Directions
Please rewrite every line of the listing below, requests included, from the line that has "One keypoint belongs to every instance. Tag the boat hull" through the end of the listing, and shift every coordinate in the answers up by 12.

Provided data

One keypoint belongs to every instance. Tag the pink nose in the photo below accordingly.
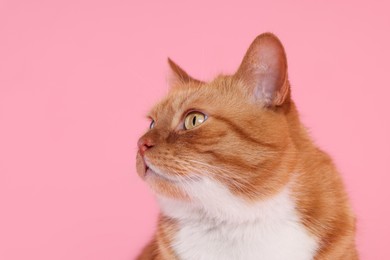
(144, 144)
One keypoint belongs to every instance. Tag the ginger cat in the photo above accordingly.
(236, 174)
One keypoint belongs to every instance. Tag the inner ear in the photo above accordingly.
(264, 70)
(179, 75)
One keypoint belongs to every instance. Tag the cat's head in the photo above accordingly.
(232, 134)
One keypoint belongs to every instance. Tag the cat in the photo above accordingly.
(235, 173)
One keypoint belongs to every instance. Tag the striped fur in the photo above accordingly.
(230, 170)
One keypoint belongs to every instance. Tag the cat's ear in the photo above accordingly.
(264, 70)
(179, 75)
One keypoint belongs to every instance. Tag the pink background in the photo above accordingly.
(77, 78)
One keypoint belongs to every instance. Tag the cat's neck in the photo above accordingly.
(226, 208)
(257, 230)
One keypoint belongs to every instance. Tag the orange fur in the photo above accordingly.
(258, 144)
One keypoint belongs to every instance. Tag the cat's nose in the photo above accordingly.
(144, 144)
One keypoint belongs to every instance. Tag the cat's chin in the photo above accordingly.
(149, 173)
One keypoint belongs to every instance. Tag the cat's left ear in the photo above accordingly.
(179, 75)
(264, 71)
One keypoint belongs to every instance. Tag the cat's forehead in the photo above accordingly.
(180, 99)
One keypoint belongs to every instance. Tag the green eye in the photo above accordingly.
(194, 119)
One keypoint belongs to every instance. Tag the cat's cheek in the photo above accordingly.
(141, 167)
(166, 188)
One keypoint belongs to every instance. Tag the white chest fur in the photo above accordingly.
(220, 225)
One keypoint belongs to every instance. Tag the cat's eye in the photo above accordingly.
(151, 124)
(194, 119)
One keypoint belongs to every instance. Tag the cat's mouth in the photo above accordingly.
(153, 172)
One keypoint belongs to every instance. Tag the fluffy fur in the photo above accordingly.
(247, 183)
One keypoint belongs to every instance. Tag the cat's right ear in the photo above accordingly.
(264, 71)
(178, 75)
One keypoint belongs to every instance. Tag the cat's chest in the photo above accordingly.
(270, 241)
(269, 230)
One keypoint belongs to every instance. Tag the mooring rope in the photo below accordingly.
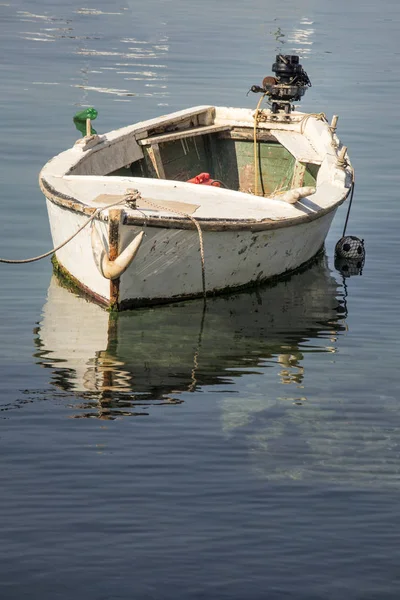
(349, 207)
(256, 165)
(46, 254)
(130, 199)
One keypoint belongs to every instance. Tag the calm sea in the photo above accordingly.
(246, 453)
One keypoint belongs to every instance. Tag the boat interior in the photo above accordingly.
(184, 147)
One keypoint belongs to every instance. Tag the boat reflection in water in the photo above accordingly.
(116, 365)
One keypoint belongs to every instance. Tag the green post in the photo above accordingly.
(80, 120)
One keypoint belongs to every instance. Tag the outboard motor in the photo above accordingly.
(288, 86)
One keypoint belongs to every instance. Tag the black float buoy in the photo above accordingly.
(350, 255)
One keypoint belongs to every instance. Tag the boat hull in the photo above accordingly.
(167, 266)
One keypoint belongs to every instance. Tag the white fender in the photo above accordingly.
(292, 196)
(112, 269)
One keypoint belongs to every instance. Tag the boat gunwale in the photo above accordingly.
(75, 205)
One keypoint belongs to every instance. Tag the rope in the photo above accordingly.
(90, 219)
(349, 208)
(318, 116)
(256, 165)
(196, 224)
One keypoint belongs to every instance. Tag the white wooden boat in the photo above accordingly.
(165, 239)
(128, 362)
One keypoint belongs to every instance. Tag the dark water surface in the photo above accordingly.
(248, 452)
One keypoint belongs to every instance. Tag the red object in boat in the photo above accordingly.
(204, 179)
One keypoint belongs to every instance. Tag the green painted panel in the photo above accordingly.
(310, 176)
(234, 165)
(186, 158)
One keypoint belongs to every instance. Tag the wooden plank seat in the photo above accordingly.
(183, 133)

Written reply
One keypoint belongs to every instance. Tag the boat hull in the photo above accordingly.
(179, 278)
One keypoint belongs to every instance. Tag the white fender in the photo above accordingly.
(304, 208)
(124, 281)
One keypoint belongs to every instance. Tag the boat gunwale in the photo above accordingly.
(87, 217)
One keypoint belongs to every instance. Tag the rope in the photo above accordingly.
(102, 231)
(361, 220)
(330, 128)
(268, 177)
(208, 236)
One keypoint belongs to every instance. Tag the white wooden boat in the photo above accordingly.
(177, 251)
(140, 374)
One keypoint belongs to every instance. Tag the dark water surface in the photo above accordingly.
(260, 464)
One keypoint belongs to every instance. Tag the red object in boat in the photo above accordingly.
(216, 191)
One keypoint belongs to every instance. Tag the green painted panel in the photo above accordingly.
(322, 188)
(246, 177)
(198, 170)
One keypoint belongs to every instance. Tag the wooden plank seat in the photo above accordingly.
(195, 145)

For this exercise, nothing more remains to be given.